It would be foolish to deny that I am still influenced by my parents and early life. I am the product of two rather different families, the Kingsburys, Vermont and Iowa farmers; hard-working, thrifty, puritanical in their religion and morals, undemonstrative, but capable of genuine liking for and kindness to people. The Bush family were more sensitive, imaginative, humorous, and demonstrative, more intellectual in their interests but equally devout in their religion. I was brought up to believe God punished wrong-doing, and the Bible and the church were necessary to keep one straight. I was 25 years old and in graduate school before I had serious doubts that the Bible and the church had all the truth. Then I reacted rather bitterly against churches, but I guess I never lost my fundamental religious nature and never will.  

In my reaction against early piety and strictness, forbidden pleasures became very alluring: smoking, drinking, gambling, forbidden books, women, etc. That was the Prohibition era and the gay 20’s when many young people lost their inhibitions. I had a short and very unsatisfactory affair with a high school teacher in St. Louis – aside from that I was terribly innocent and ignorant of women and quite content to be a bachelor. When I met you, I was beginning to see that bachelors usually turned into queer, selfish, old-maidish persons, and I didn’t want to get that way. The thought that a girl as young, beautiful and sophisticated as you could be interested in me was exciting and flattering.

### Set of tasks
a) Pick out each line of the records that contains the word "mountain" and copy it in full.
b) Carry on the memoir passage about family upbringing and early adulthood, picking up right after its final sentence.

### Dataset entries
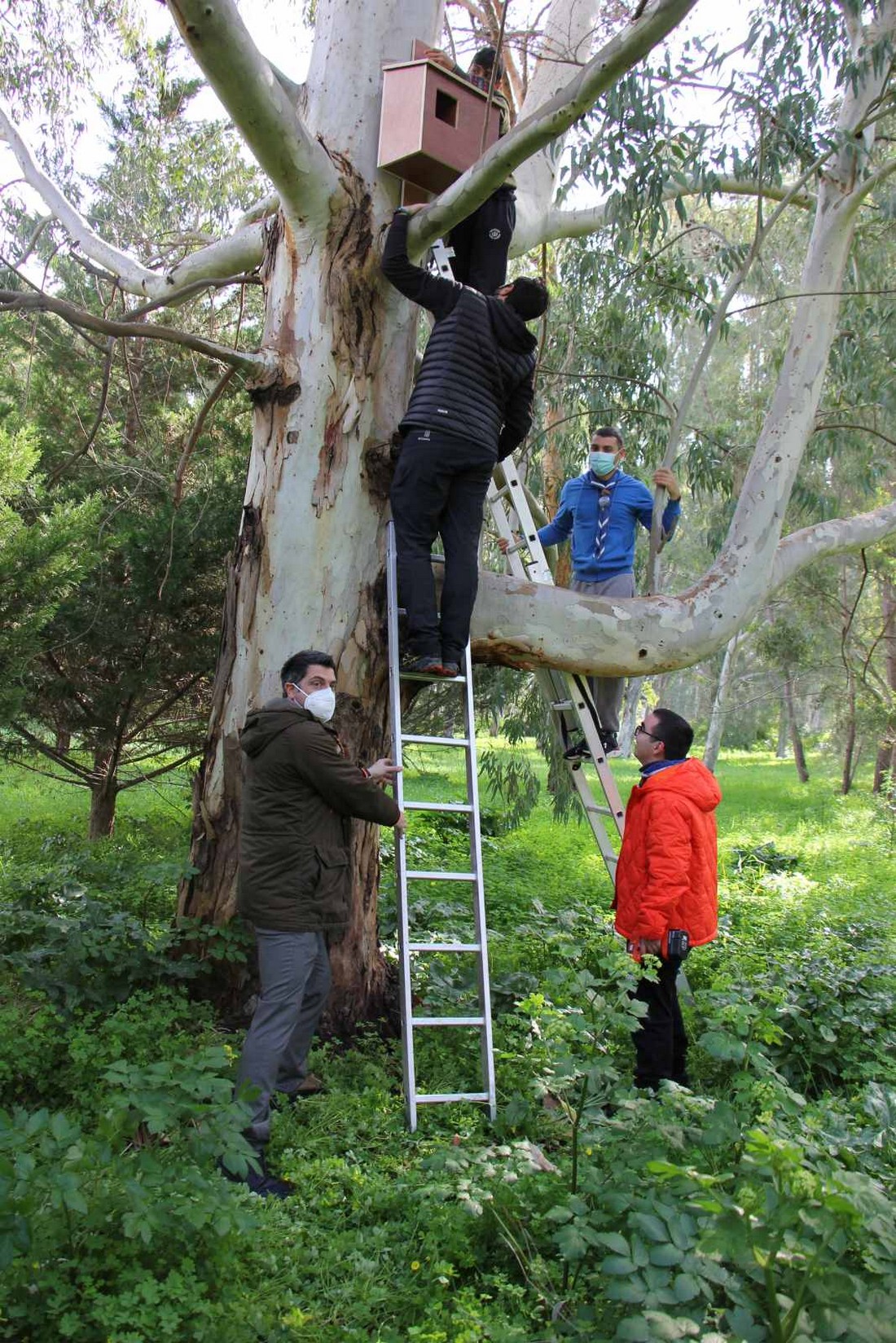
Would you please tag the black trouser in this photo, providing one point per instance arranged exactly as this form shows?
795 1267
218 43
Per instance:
481 242
438 489
661 1044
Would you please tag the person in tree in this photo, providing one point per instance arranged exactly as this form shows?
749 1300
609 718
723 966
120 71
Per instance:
481 242
471 407
300 794
666 884
600 511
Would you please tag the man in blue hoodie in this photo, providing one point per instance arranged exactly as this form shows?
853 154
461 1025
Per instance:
601 512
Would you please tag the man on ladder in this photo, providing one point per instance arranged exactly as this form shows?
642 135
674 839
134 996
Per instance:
471 407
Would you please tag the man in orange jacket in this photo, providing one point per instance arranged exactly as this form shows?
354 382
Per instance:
666 885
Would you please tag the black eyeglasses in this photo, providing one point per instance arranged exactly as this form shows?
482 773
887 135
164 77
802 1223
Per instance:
641 728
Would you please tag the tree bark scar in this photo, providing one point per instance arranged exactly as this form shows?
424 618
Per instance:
285 387
248 564
352 275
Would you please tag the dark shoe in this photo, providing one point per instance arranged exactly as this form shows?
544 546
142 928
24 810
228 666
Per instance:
422 666
310 1086
260 1182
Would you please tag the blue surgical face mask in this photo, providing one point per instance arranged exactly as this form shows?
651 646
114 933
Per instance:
602 463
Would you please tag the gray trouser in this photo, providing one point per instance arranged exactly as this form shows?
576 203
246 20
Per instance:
296 979
606 691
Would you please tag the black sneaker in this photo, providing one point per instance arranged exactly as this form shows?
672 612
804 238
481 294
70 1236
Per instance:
422 665
260 1182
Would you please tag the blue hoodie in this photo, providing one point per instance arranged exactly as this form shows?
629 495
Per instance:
630 503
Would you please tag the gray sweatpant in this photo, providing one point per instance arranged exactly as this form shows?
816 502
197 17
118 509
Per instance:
606 691
296 979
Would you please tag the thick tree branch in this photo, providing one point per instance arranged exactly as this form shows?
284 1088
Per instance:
534 625
555 223
833 538
300 169
262 363
550 122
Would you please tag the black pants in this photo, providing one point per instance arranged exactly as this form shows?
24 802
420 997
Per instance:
661 1044
438 489
481 242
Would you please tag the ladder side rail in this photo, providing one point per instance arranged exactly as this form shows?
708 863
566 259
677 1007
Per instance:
401 844
589 722
486 1048
547 682
558 687
505 482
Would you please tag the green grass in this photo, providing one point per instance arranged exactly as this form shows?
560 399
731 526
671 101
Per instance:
386 1241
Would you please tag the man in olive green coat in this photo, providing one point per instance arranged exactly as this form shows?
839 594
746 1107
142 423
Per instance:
300 794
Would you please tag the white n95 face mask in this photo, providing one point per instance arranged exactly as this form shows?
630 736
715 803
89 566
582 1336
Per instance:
321 704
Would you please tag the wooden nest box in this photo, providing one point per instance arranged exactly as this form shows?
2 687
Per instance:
432 124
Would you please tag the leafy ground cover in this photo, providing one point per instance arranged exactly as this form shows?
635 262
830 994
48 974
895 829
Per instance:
757 1206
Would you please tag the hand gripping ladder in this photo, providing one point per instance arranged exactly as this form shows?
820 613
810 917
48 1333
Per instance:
405 875
567 695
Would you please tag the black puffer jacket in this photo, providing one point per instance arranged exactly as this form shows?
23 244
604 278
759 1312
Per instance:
477 375
298 797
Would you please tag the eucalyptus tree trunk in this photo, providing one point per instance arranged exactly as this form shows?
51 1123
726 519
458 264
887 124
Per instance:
796 739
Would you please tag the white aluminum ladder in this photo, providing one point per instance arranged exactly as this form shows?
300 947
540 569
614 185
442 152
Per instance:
441 257
405 875
566 695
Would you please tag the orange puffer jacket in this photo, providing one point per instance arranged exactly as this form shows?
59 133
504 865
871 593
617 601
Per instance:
666 872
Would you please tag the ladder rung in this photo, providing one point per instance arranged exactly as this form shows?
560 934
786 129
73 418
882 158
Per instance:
445 946
448 1021
433 742
440 876
438 806
428 677
436 1098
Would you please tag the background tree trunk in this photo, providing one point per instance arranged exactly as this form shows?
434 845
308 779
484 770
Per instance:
850 743
718 713
784 728
630 713
796 740
885 761
103 792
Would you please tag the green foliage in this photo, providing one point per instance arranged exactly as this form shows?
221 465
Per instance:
751 1208
42 558
103 1241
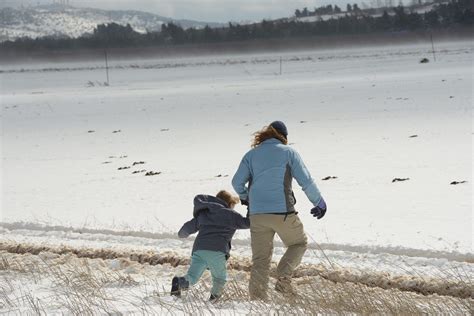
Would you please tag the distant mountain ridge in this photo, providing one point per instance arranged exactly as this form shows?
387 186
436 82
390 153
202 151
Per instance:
60 20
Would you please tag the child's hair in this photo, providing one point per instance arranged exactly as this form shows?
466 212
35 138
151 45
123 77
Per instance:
265 133
228 197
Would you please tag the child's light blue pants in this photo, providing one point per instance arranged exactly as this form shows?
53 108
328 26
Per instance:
216 262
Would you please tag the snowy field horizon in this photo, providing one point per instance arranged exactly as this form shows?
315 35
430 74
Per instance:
365 116
97 179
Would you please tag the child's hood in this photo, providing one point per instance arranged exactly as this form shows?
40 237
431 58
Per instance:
204 202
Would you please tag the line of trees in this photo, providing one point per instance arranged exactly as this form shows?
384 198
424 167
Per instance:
454 13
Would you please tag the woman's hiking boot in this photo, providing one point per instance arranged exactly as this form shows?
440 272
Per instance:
178 284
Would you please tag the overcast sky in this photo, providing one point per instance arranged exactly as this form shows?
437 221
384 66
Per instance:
202 10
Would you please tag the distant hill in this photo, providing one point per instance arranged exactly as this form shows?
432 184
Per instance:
60 20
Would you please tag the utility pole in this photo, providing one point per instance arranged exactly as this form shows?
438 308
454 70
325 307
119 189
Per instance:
106 66
432 46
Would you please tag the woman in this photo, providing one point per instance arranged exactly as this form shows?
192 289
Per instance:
263 182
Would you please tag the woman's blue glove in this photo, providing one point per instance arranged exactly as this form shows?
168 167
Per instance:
320 210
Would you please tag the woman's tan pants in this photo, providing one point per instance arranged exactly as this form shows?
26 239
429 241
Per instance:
262 229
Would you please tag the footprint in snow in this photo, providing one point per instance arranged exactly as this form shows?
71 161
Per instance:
139 171
152 173
400 179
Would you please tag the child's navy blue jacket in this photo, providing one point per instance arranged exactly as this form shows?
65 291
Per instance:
216 224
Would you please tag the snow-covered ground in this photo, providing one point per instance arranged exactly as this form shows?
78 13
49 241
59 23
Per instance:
363 115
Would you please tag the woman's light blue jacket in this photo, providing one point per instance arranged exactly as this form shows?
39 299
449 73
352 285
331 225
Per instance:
265 175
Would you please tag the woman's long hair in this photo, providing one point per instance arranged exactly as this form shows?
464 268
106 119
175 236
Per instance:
265 133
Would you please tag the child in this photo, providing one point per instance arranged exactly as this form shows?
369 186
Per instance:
216 222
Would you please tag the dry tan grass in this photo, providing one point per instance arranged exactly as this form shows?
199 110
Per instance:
448 283
81 286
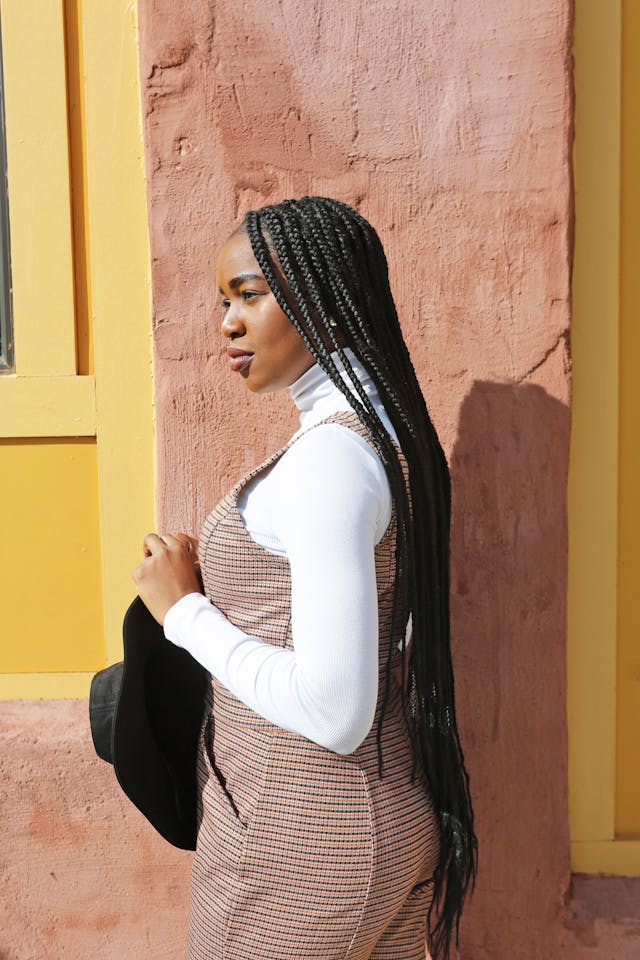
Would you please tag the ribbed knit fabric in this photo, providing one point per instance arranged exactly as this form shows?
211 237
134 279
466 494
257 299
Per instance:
323 505
303 854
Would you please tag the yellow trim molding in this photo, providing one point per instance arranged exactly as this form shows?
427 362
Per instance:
594 468
44 686
120 297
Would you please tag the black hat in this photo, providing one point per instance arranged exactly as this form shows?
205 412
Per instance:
146 714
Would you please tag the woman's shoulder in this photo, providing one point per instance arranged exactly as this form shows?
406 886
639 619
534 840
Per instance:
339 442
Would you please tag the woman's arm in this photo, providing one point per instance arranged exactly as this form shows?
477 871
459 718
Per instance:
330 496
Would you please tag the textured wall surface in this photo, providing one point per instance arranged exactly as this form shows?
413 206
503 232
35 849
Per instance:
450 127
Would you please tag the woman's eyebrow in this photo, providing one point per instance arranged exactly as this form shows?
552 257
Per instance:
242 277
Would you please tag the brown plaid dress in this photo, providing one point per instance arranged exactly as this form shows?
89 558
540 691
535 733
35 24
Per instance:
303 854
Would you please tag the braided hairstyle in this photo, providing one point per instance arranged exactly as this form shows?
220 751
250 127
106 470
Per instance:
327 269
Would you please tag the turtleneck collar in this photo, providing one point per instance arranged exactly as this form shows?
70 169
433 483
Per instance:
314 386
316 396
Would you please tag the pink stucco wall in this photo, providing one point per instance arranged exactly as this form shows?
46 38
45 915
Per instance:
450 126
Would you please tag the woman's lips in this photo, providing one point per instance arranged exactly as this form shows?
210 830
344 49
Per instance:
240 363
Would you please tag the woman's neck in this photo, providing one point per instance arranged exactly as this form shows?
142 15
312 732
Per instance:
316 396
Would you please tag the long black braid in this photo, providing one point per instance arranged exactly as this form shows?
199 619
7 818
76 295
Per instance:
324 262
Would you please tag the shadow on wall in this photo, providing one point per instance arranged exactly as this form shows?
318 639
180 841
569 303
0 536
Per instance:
508 619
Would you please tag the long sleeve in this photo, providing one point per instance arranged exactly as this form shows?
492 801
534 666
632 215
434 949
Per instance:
328 506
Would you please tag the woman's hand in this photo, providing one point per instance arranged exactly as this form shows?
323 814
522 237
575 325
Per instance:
169 572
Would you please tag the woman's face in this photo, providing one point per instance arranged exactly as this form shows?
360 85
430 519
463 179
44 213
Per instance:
263 345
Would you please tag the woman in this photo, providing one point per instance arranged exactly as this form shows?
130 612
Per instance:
335 809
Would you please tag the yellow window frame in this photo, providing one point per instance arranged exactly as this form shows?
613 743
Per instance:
46 397
604 36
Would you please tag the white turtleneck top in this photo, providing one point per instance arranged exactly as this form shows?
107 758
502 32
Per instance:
324 505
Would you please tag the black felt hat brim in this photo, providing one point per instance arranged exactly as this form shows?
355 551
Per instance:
156 724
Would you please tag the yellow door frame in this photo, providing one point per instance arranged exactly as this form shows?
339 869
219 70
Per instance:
46 397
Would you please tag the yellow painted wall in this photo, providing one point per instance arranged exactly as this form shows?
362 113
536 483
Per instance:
76 418
628 675
51 567
604 475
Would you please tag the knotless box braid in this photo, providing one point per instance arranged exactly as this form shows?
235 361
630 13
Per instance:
328 271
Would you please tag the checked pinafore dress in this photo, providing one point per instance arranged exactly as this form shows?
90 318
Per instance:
302 853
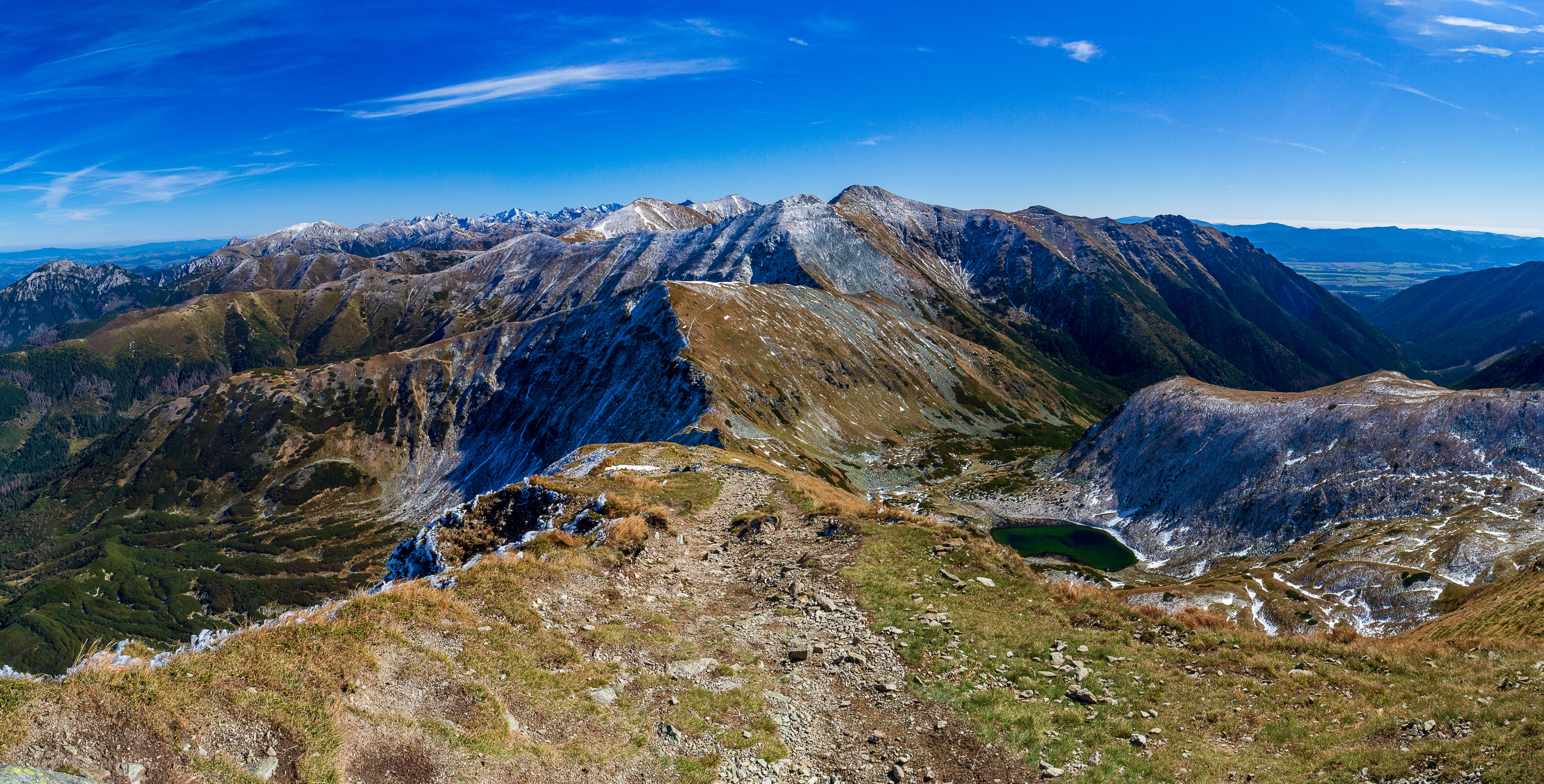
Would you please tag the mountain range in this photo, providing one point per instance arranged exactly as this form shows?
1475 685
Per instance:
281 411
709 490
1370 264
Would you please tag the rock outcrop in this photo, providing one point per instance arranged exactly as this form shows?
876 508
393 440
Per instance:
1191 473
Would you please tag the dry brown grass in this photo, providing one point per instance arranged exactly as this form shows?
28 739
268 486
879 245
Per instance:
1196 618
561 538
1074 593
627 530
658 516
637 482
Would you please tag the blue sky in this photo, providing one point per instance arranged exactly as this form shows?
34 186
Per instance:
129 123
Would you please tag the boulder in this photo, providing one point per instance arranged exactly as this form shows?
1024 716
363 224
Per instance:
691 667
263 768
1081 695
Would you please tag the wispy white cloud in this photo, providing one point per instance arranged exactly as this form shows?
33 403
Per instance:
129 187
1500 4
24 163
1349 55
702 25
1481 24
72 215
1484 50
1078 50
536 84
1413 92
1268 141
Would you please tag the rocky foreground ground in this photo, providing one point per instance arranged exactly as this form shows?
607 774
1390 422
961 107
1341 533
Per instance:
757 641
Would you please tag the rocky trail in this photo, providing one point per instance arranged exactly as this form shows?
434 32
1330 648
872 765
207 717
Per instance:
737 606
834 689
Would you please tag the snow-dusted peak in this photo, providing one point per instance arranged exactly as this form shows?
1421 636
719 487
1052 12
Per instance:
320 237
725 209
641 215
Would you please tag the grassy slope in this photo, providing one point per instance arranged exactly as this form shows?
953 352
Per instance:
299 678
1511 607
1338 721
1242 715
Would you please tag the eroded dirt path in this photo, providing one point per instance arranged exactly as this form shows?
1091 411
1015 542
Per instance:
840 701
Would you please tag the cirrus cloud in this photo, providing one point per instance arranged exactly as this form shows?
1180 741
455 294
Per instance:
1484 50
1481 24
535 84
1078 50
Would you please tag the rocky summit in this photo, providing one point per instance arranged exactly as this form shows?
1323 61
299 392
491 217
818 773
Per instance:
728 491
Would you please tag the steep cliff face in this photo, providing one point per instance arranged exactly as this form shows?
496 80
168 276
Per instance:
285 485
1193 474
1458 321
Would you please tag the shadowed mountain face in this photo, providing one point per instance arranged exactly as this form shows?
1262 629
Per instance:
1376 263
1454 326
317 391
1132 303
1520 369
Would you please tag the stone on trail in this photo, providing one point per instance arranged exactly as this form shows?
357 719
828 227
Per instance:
265 769
691 667
1081 695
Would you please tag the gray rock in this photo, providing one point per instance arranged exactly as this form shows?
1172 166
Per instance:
263 768
1081 695
33 775
691 667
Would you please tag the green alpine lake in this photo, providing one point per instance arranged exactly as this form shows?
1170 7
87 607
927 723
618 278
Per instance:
1080 542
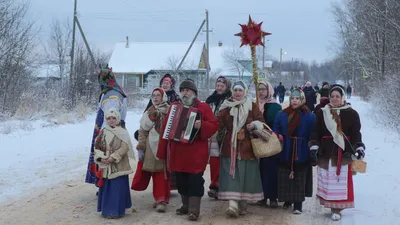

### Results of the exercise
a)
Would you please tag the distant mountain ridge in this photo, providing one point per instance arranged exactly as this form shows?
Would you please tag the mountain range in this photo, providing one point per instance arranged exactly as this form shows?
Would you please tag the shadowed mountain face in this photo, providing one point per instance arranged exactly as this form shows?

b)
 Of the early days of their relationship he writes: 

I suffered tortures between the time I met you and the time I asked you to marry me – and milder hell from that time until we were married. My natural caution told me not to, and my study of Sociology told me we were too different to get along well. My newly awakened gambling spirit and my physical desires said “do it.” In the end I think my decision was rational. I convinced myself that I could get along with anyone and you were a very desirable creature.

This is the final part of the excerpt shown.